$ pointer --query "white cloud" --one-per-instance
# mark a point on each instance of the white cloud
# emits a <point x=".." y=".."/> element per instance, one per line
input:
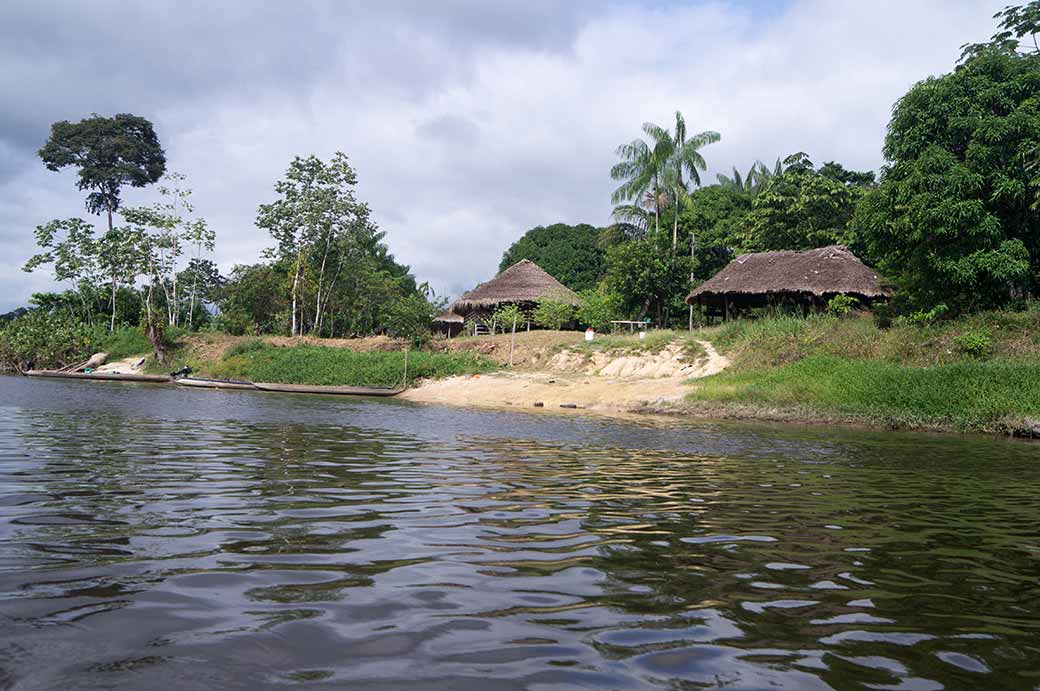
<point x="463" y="139"/>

■ ■ ■

* TASK DETAILS *
Leave out the pictures and output every record above precisely as given.

* TASK RESULT *
$ pointer --query "white cloud" --one-per-instance
# mark a point on each instance of the white cloud
# emits a <point x=".." y=".."/> element per instance, one per line
input:
<point x="463" y="139"/>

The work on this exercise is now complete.